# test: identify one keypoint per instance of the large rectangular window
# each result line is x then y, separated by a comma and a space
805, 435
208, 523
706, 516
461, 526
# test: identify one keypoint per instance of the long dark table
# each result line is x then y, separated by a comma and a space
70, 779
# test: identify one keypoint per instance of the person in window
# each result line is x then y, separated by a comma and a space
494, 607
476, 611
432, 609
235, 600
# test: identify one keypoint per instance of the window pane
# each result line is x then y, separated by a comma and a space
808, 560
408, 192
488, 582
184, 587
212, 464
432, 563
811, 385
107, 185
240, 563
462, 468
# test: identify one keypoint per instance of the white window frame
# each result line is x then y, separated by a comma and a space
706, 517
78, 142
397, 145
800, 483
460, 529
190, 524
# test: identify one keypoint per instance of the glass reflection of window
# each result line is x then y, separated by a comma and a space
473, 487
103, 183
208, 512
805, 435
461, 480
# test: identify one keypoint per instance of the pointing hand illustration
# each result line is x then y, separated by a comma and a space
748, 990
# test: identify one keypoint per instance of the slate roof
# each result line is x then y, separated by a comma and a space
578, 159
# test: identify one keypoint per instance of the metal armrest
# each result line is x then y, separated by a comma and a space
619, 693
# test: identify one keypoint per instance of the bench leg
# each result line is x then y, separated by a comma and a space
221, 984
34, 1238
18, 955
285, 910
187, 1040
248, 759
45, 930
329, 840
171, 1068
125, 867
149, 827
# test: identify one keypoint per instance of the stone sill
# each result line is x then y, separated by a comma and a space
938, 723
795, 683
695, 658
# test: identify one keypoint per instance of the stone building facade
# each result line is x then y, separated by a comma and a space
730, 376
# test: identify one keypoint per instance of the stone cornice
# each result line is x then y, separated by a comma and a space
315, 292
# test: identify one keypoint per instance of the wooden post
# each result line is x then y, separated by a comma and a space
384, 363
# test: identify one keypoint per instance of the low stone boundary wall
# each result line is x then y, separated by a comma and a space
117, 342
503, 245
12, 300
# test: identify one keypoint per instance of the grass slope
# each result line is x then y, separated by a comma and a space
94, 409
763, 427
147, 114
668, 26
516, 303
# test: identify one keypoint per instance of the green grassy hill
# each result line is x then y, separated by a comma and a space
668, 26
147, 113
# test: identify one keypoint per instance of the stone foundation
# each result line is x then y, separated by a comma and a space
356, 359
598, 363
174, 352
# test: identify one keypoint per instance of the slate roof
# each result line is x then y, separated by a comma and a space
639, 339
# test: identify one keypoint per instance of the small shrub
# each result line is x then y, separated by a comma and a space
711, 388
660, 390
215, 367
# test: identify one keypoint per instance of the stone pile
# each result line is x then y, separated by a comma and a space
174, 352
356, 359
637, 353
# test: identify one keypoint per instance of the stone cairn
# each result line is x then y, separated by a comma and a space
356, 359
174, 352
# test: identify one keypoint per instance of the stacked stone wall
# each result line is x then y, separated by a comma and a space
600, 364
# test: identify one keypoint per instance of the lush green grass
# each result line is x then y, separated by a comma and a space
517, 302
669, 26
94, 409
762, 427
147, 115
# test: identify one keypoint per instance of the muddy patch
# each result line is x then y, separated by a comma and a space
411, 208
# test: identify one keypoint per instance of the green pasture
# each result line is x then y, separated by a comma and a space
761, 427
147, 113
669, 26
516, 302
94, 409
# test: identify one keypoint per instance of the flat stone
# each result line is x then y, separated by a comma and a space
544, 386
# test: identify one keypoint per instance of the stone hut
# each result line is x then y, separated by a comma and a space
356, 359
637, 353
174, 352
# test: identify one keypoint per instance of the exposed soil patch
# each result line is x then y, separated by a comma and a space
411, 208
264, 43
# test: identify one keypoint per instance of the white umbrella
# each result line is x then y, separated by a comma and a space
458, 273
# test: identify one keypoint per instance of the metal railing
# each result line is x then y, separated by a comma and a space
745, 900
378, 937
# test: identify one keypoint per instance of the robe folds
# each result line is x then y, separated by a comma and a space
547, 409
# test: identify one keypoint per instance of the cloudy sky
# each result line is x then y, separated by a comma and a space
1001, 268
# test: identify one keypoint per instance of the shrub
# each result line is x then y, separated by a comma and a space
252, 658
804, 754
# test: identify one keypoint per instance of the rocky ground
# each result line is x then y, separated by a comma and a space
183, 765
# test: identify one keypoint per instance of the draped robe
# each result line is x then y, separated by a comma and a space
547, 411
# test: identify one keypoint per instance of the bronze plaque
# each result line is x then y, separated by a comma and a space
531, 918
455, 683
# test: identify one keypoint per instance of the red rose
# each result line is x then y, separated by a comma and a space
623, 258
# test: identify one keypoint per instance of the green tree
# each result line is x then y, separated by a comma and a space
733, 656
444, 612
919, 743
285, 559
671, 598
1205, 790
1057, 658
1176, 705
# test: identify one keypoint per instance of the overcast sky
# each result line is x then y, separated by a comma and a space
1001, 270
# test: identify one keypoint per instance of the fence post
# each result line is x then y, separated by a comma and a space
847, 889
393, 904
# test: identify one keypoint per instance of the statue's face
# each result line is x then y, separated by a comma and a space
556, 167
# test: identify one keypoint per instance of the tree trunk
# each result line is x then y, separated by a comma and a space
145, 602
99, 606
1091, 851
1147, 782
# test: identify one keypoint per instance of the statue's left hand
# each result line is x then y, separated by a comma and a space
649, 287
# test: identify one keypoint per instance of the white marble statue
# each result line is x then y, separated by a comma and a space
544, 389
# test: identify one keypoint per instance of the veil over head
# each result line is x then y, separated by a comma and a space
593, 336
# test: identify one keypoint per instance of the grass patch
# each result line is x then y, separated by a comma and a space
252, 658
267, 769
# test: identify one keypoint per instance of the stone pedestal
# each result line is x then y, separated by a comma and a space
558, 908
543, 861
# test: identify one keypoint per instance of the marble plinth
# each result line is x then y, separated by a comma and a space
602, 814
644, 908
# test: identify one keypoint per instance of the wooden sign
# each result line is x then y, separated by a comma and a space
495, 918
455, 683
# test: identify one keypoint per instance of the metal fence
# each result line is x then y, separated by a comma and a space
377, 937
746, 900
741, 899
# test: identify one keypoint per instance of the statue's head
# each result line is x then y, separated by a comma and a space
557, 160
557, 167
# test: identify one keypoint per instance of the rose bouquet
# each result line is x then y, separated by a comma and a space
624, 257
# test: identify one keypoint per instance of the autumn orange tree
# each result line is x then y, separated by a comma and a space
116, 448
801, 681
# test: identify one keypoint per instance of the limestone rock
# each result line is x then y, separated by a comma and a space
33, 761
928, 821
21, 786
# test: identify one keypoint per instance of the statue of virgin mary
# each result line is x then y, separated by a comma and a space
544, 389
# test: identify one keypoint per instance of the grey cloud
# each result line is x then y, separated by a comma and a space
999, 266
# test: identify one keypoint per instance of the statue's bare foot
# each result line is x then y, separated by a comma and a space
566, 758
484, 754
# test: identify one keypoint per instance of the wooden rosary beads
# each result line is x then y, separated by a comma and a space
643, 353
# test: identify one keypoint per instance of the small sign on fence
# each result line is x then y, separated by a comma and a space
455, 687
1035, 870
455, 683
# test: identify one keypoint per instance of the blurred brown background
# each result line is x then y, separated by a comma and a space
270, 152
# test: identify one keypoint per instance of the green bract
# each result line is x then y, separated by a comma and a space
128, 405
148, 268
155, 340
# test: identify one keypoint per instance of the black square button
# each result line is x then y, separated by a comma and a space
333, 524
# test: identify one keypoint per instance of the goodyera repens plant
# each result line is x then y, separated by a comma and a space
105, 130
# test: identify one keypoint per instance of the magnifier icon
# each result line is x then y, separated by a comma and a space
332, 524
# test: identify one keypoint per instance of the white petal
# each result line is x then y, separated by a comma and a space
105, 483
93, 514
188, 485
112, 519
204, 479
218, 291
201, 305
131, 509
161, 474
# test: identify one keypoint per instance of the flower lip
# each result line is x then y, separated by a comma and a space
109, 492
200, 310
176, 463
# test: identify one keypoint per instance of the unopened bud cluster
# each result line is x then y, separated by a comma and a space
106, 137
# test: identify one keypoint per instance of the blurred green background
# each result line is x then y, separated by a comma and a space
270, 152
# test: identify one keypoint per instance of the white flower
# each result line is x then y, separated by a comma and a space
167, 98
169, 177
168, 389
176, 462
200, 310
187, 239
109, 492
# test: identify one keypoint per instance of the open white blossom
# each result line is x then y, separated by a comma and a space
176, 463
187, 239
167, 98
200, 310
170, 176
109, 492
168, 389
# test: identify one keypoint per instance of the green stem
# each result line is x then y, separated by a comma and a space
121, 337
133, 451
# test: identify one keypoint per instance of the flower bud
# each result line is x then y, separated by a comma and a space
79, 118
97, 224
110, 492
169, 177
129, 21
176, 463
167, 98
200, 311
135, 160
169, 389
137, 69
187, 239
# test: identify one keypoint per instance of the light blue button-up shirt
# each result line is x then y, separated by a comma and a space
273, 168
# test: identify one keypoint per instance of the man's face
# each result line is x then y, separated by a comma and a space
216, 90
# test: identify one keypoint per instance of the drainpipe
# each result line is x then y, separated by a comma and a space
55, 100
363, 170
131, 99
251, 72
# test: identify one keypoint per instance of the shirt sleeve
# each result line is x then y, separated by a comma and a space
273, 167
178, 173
◆ ◆ ◆ ◆ ◆ ◆ ◆
Would you show each line of the listing above that has the string "fence"?

# test: identify one keypoint per instance of the fence post
# test: identify one keypoint per instance of the metal fence
# test: identify one keypoint per instance of the small sign on fence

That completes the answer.